→ **Aim**
Convert every line of the listing below into a Markdown table with the columns "Row" and "Line," numbering the rows consecutively and omitting blank lines. Leave the pictures out of the table.

→ **Information shown**

------------------------

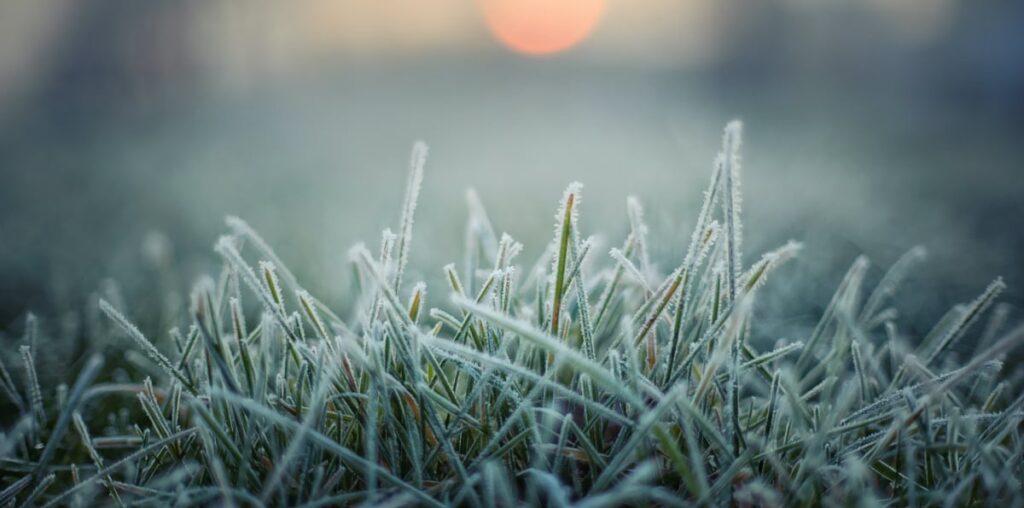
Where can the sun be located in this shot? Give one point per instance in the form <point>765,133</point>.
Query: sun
<point>542,27</point>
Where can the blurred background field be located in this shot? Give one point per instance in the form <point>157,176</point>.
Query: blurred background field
<point>871,126</point>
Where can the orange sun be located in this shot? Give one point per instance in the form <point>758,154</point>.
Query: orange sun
<point>542,27</point>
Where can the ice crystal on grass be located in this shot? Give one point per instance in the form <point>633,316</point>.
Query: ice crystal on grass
<point>566,380</point>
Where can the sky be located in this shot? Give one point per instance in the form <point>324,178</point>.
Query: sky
<point>870,126</point>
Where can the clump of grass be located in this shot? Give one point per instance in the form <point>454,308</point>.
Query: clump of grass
<point>572,383</point>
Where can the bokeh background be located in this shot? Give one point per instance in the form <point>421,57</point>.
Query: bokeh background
<point>129,128</point>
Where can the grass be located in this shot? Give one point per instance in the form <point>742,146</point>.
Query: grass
<point>584,381</point>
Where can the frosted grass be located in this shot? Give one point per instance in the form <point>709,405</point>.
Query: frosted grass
<point>566,380</point>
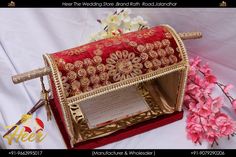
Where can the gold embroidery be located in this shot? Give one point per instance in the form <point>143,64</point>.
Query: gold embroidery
<point>157,45</point>
<point>69,67</point>
<point>91,70</point>
<point>78,64</point>
<point>122,65</point>
<point>98,52</point>
<point>71,75</point>
<point>70,102</point>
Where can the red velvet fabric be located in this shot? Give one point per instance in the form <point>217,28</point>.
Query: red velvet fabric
<point>137,43</point>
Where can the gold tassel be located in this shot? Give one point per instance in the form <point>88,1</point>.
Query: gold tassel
<point>25,117</point>
<point>45,97</point>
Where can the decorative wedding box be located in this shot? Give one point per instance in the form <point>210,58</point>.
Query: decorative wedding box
<point>114,88</point>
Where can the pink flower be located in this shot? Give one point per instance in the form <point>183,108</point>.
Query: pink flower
<point>196,61</point>
<point>211,136</point>
<point>211,78</point>
<point>228,87</point>
<point>217,104</point>
<point>205,69</point>
<point>234,104</point>
<point>205,108</point>
<point>225,124</point>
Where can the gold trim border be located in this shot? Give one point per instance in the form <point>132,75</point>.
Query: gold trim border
<point>61,96</point>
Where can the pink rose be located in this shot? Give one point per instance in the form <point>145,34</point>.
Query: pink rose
<point>228,87</point>
<point>225,124</point>
<point>211,78</point>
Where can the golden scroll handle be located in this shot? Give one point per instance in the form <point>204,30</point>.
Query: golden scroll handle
<point>46,70</point>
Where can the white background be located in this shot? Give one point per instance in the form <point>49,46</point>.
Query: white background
<point>26,34</point>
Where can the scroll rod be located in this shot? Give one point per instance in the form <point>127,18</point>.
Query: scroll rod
<point>46,70</point>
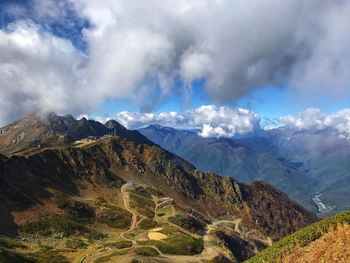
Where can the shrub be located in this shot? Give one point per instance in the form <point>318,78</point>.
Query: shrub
<point>301,238</point>
<point>147,223</point>
<point>80,211</point>
<point>50,224</point>
<point>10,243</point>
<point>177,243</point>
<point>76,243</point>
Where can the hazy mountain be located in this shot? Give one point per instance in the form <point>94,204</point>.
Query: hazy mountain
<point>117,199</point>
<point>228,157</point>
<point>321,155</point>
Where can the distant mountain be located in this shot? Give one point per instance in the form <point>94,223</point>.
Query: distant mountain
<point>322,156</point>
<point>229,157</point>
<point>117,199</point>
<point>53,130</point>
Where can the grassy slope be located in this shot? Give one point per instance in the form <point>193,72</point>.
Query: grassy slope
<point>302,238</point>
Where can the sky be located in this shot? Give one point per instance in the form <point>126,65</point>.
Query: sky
<point>224,67</point>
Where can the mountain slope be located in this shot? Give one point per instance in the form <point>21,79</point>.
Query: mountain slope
<point>227,157</point>
<point>325,241</point>
<point>53,130</point>
<point>114,193</point>
<point>320,155</point>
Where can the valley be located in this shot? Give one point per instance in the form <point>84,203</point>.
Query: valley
<point>118,199</point>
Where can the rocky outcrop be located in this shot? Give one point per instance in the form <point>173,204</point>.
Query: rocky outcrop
<point>24,181</point>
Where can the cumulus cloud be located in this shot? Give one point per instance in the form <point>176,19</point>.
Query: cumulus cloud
<point>37,71</point>
<point>142,50</point>
<point>210,120</point>
<point>314,120</point>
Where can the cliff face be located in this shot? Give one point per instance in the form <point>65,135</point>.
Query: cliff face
<point>52,130</point>
<point>29,180</point>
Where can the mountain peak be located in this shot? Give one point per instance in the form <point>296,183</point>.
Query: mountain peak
<point>55,130</point>
<point>112,124</point>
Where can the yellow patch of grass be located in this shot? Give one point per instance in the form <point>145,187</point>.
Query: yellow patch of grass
<point>156,236</point>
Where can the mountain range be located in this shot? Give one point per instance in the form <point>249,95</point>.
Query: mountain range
<point>237,159</point>
<point>322,156</point>
<point>119,196</point>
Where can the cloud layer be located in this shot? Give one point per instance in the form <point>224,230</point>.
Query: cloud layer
<point>314,120</point>
<point>144,50</point>
<point>211,121</point>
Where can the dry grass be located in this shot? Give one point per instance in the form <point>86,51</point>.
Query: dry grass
<point>331,247</point>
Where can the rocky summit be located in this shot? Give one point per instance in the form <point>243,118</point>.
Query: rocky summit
<point>119,197</point>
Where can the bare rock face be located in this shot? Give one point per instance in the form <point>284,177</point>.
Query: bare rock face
<point>247,217</point>
<point>53,130</point>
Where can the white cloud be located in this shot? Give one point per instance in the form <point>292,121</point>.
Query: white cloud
<point>38,71</point>
<point>314,120</point>
<point>138,50</point>
<point>212,121</point>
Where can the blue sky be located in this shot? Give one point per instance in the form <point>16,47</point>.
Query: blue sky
<point>101,57</point>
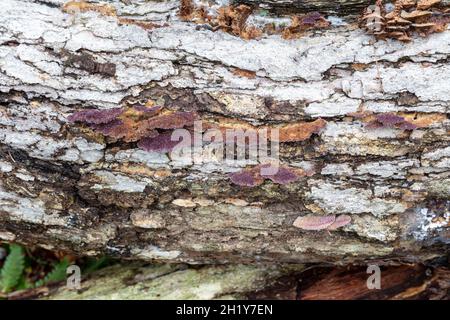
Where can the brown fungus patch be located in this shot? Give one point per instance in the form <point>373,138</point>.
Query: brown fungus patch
<point>406,19</point>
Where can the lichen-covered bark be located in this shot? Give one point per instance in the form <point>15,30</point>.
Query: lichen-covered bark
<point>65,186</point>
<point>137,281</point>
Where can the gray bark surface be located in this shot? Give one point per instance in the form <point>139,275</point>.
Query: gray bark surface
<point>63,186</point>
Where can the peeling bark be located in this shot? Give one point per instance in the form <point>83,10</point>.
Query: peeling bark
<point>66,186</point>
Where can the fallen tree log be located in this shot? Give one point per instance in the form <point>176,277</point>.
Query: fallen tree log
<point>379,152</point>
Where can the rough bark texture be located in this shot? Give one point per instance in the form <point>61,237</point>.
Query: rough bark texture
<point>154,282</point>
<point>137,281</point>
<point>64,186</point>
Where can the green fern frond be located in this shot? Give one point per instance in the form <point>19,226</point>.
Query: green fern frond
<point>57,274</point>
<point>12,269</point>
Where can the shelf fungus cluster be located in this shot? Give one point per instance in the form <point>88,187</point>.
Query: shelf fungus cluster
<point>405,18</point>
<point>315,223</point>
<point>150,126</point>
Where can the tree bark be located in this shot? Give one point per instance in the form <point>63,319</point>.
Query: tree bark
<point>64,186</point>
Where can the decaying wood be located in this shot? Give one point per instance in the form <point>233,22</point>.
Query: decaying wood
<point>406,282</point>
<point>137,281</point>
<point>64,185</point>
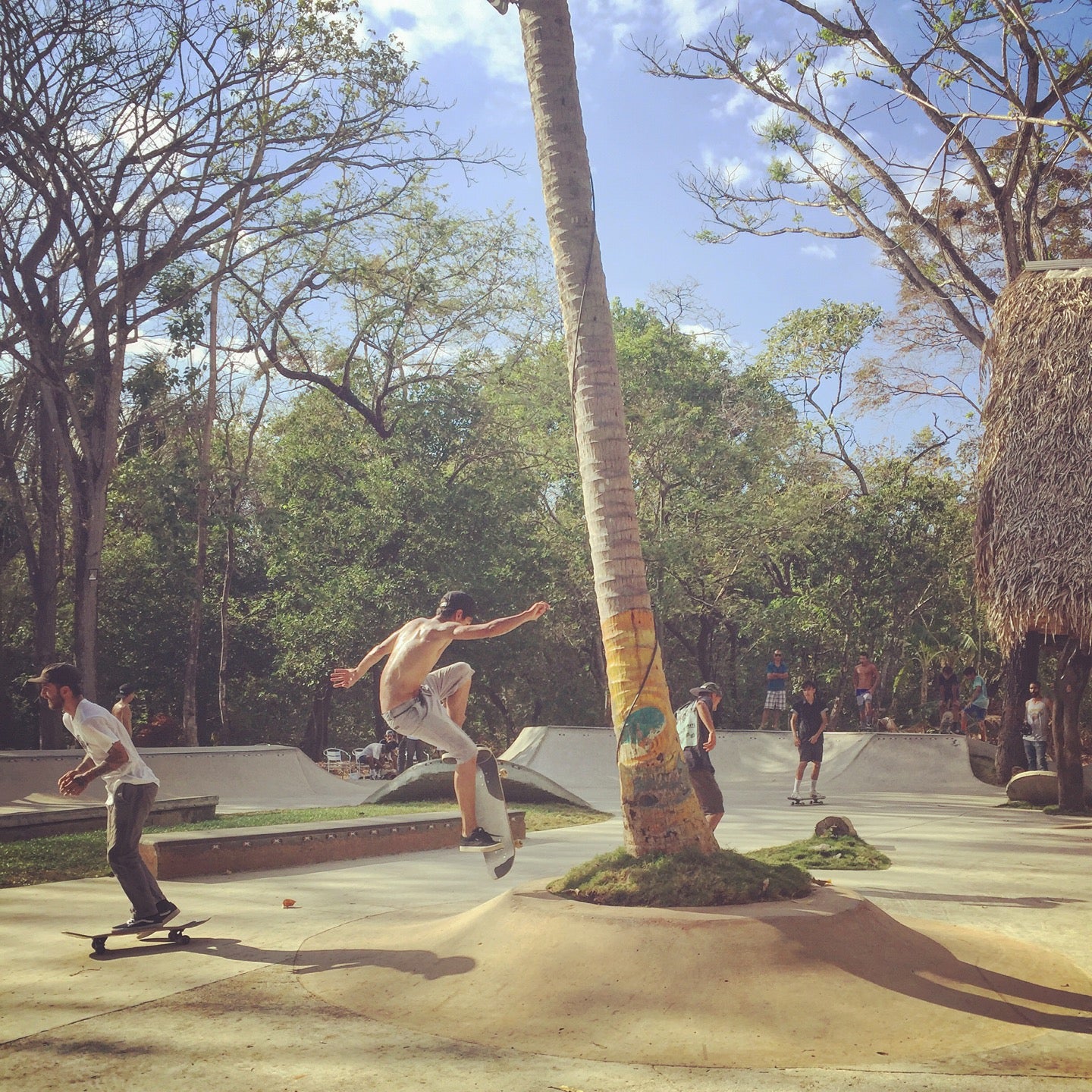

------------------------

→ **Solution**
| Row | Line |
|---|---|
| 1 | Where can the sun be located in this shot? Give one point per instance in the form <point>765,133</point>. |
| 2 | Query: sun |
| 3 | <point>542,27</point> |
| 4 | Where can the blurred background field be located in this shot? Give one point per instance in the form <point>157,176</point>. |
| 5 | Query: blurred background field |
| 6 | <point>871,126</point> |
| 7 | Where can the orange sun be located in this shot? Give one point per instance in the form <point>758,154</point>. |
| 8 | Query: orange sun |
| 9 | <point>542,27</point> |
| 10 | Where can the ice crystal on grass be located in this shot? Give one point per instance in the form <point>633,316</point>. |
| 11 | Query: ice crystal on grass |
| 12 | <point>566,380</point> |
| 13 | Where can the sky be located in this shot? Give one point per instance in the form <point>324,178</point>. |
| 14 | Query: sky |
| 15 | <point>870,126</point> |
| 16 | Where can the clump of grass be located in this shot? Give one point per instance in the form <point>454,308</point>. |
| 17 | Query: clump of grass |
| 18 | <point>572,383</point> |
| 19 | Where can the bokeh background be located in this shot? Give one point per instance in the form <point>421,57</point>. |
| 20 | Query: bokeh background |
| 21 | <point>129,128</point> |
| 22 | Where can the grass be located in this shot? Give one point per instance in the form <point>742,146</point>. |
| 23 | Query: grass |
| 24 | <point>584,381</point> |
| 25 | Where can the frosted grass be located in this shot? Give one point per instance in the form <point>709,405</point>. |
| 26 | Query: frosted grass |
| 27 | <point>566,380</point> |
| 28 | Where can the gold embroidery be located in this shot? Give one point per instance in the form <point>143,64</point>. |
| 29 | Query: gold embroidery |
| 30 | <point>157,45</point> |
| 31 | <point>69,67</point> |
| 32 | <point>91,70</point> |
| 33 | <point>78,64</point> |
| 34 | <point>122,65</point> |
| 35 | <point>98,52</point> |
| 36 | <point>71,75</point> |
| 37 | <point>70,102</point> |
| 38 | Where can the red velvet fabric be located in this shot? Give one point per instance in the form <point>217,28</point>. |
| 39 | Query: red velvet fabric |
| 40 | <point>137,43</point> |
| 41 | Where can the gold tassel be located in this shot? Give one point per instance in the form <point>88,1</point>. |
| 42 | Query: gold tassel |
| 43 | <point>25,117</point> |
| 44 | <point>45,97</point> |
| 45 | Where can the decorative wedding box be located in this shot? Give one point per instance in the form <point>210,58</point>. |
| 46 | Query: decorative wedding box |
| 47 | <point>114,88</point> |
| 48 | Where can the pink flower be located in this shot? Give one point per instance in the form <point>183,108</point>. |
| 49 | Query: pink flower |
| 50 | <point>196,61</point> |
| 51 | <point>211,136</point> |
| 52 | <point>211,78</point> |
| 53 | <point>228,87</point> |
| 54 | <point>217,104</point> |
| 55 | <point>205,69</point> |
| 56 | <point>234,104</point> |
| 57 | <point>205,108</point> |
| 58 | <point>225,124</point> |
| 59 | Where can the gold trim border be located in this shot? Give one point per instance in the form <point>132,75</point>. |
| 60 | Query: gold trim border |
| 61 | <point>61,96</point> |
| 62 | Where can the pink rose be located in this shot? Give one point per instance in the form <point>145,34</point>. |
| 63 | Query: pink rose |
| 64 | <point>228,87</point> |
| 65 | <point>225,124</point> |
| 66 | <point>211,78</point> |
| 67 | Where can the golden scroll handle be located in this shot? Give one point per instance in the form <point>204,30</point>. |
| 68 | Query: golden scroll handle |
| 69 | <point>46,70</point> |
| 70 | Where can the white background be located in this shot? Give one point per instance in the form <point>49,46</point>. |
| 71 | Query: white background |
| 72 | <point>26,34</point> |
| 73 | Where can the scroll rod be located in this shot? Give one point per instance in the form <point>127,18</point>. |
| 74 | Query: scroll rod |
| 75 | <point>46,70</point> |
| 76 | Where can the shrub be located in this shot? Give one point per instance in the form <point>318,78</point>. |
| 77 | Query: shrub |
| 78 | <point>301,238</point> |
| 79 | <point>147,223</point> |
| 80 | <point>80,211</point> |
| 81 | <point>50,224</point> |
| 82 | <point>10,243</point> |
| 83 | <point>177,243</point> |
| 84 | <point>76,243</point> |
| 85 | Where can the hazy mountain be located in this shot? Give one point per instance in the form <point>94,204</point>. |
| 86 | Query: hazy mountain |
| 87 | <point>117,199</point> |
| 88 | <point>228,157</point> |
| 89 | <point>321,155</point> |
| 90 | Where can the distant mountain be located in this shot? Give one point per instance in the form <point>94,223</point>. |
| 91 | Query: distant mountain |
| 92 | <point>322,156</point> |
| 93 | <point>229,157</point> |
| 94 | <point>117,199</point> |
| 95 | <point>53,130</point> |
| 96 | Where can the grassy slope be located in this shot? Give one point per instance in the form <point>193,72</point>. |
| 97 | Query: grassy slope |
| 98 | <point>302,238</point> |
| 99 | Where can the sky be located in this shot? Give one point per instance in the form <point>126,65</point>. |
| 100 | Query: sky |
| 101 | <point>224,67</point> |
| 102 | Where can the mountain slope be located in this shot? Give one point per instance in the form <point>21,79</point>. |
| 103 | Query: mountain slope |
| 104 | <point>227,157</point> |
| 105 | <point>325,241</point> |
| 106 | <point>53,130</point> |
| 107 | <point>114,193</point> |
| 108 | <point>320,155</point> |
| 109 | Where can the valley be located in this shot? Give one point per instance in the form <point>84,203</point>. |
| 110 | Query: valley |
| 111 | <point>118,199</point> |
| 112 | Where can the rocky outcrop be located in this shot? Give one point per instance in the form <point>173,204</point>. |
| 113 | Query: rocky outcrop |
| 114 | <point>24,181</point> |
| 115 | Where can the cumulus cloud be located in this shot? Give one point per instance in the form <point>176,19</point>. |
| 116 | Query: cumulus cloud |
| 117 | <point>37,71</point> |
| 118 | <point>142,50</point> |
| 119 | <point>210,120</point> |
| 120 | <point>314,120</point> |
| 121 | Where can the cliff face be located in this shot? Give one point per instance in the form <point>65,135</point>. |
| 122 | Query: cliff face |
| 123 | <point>52,130</point> |
| 124 | <point>29,180</point> |
| 125 | Where can the mountain peak be located in this shot? Give one point per instance in the form <point>296,183</point>. |
| 126 | Query: mountain peak |
| 127 | <point>55,130</point> |
| 128 | <point>112,124</point> |
| 129 | Where can the yellow patch of grass be located in this shot? Give one point per instance in the form <point>145,187</point>. |
| 130 | Query: yellow patch of grass |
| 131 | <point>156,236</point> |
| 132 | Where can the mountain range be located in this shot? Give one point per instance in the form <point>249,95</point>. |
| 133 | Query: mountain range |
| 134 | <point>237,159</point> |
| 135 | <point>322,156</point> |
| 136 | <point>119,196</point> |
| 137 | Where can the cloud layer be located in this shot? Give one point per instance in the form <point>224,230</point>. |
| 138 | Query: cloud layer |
| 139 | <point>314,120</point> |
| 140 | <point>144,50</point> |
| 141 | <point>211,121</point> |
| 142 | Where can the dry grass be located in this shot? Give one point per instance in the form <point>86,51</point>. |
| 143 | Query: dry grass |
| 144 | <point>331,247</point> |
| 145 | Where can the rocky summit be located in this shot? Give one point per instance in the form <point>243,118</point>. |
| 146 | Query: rocky summit |
| 147 | <point>119,197</point> |
| 148 | Where can the bare rock face be located in this shot? Give one point per instance in the form <point>284,177</point>. |
| 149 | Query: bare rock face |
| 150 | <point>247,217</point> |
| 151 | <point>53,130</point> |
| 152 | Where can the white cloud be located in this shot? Give one point per instance in the form <point>292,121</point>. |
| 153 | Query: white cloud |
| 154 | <point>38,71</point> |
| 155 | <point>314,120</point> |
| 156 | <point>138,50</point> |
| 157 | <point>212,121</point> |
| 158 | Where can the blue sky be located in this shot? Give one point per instance in the form <point>16,47</point>. |
| 159 | Query: blue sky |
| 160 | <point>101,57</point> |
| 161 | Where can the brown fungus patch be located in this shot? Give one point per instance in the form <point>373,138</point>. |
| 162 | Query: brown fungus patch |
| 163 | <point>406,19</point> |
| 164 | Where can the lichen-covered bark be located in this shot? Give one point per instance in the form <point>15,30</point>. |
| 165 | Query: lichen-covered bark |
| 166 | <point>65,186</point> |
| 167 | <point>137,281</point> |
| 168 | Where can the gray bark surface be located in this shot? Give one point per instance in the form <point>139,275</point>. |
| 169 | Query: gray bark surface |
| 170 | <point>63,186</point> |
| 171 | Where can the peeling bark be located in this shot? Give one point per instance in the form <point>83,10</point>. |
| 172 | Query: peeling bark |
| 173 | <point>66,186</point> |
| 174 | Where can the fallen tree log be located in this shot? Give one point per instance in the form <point>176,277</point>. |
| 175 | Query: fallen tree log |
| 176 | <point>379,152</point> |
| 177 | Where can the rough bark texture be located in this shot? Give one point per instance in the form <point>61,237</point>. |
| 178 | Query: rough bark texture |
| 179 | <point>154,282</point> |
| 180 | <point>137,281</point> |
| 181 | <point>64,186</point> |
| 182 | Where can the green fern frond be located in this shot? Give one point per instance in the form <point>19,226</point>. |
| 183 | Query: green fern frond |
| 184 | <point>57,274</point> |
| 185 | <point>12,269</point> |
| 186 | Where can the shelf fungus cluster be located in this shot? Give one point per instance in the form <point>88,187</point>. |
| 187 | Query: shelf fungus cluster |
| 188 | <point>405,18</point> |
| 189 | <point>315,223</point> |
| 190 | <point>150,126</point> |
| 191 | Where can the tree bark be located in this shot? Give one point per instance in the form <point>63,319</point>. |
| 192 | Query: tree bark |
| 193 | <point>64,186</point> |
| 194 | Where can the decaying wood be located in this shot? Give one point per instance in the form <point>233,22</point>. |
| 195 | Query: decaying wood |
| 196 | <point>406,282</point> |
| 197 | <point>137,281</point> |
| 198 | <point>64,185</point> |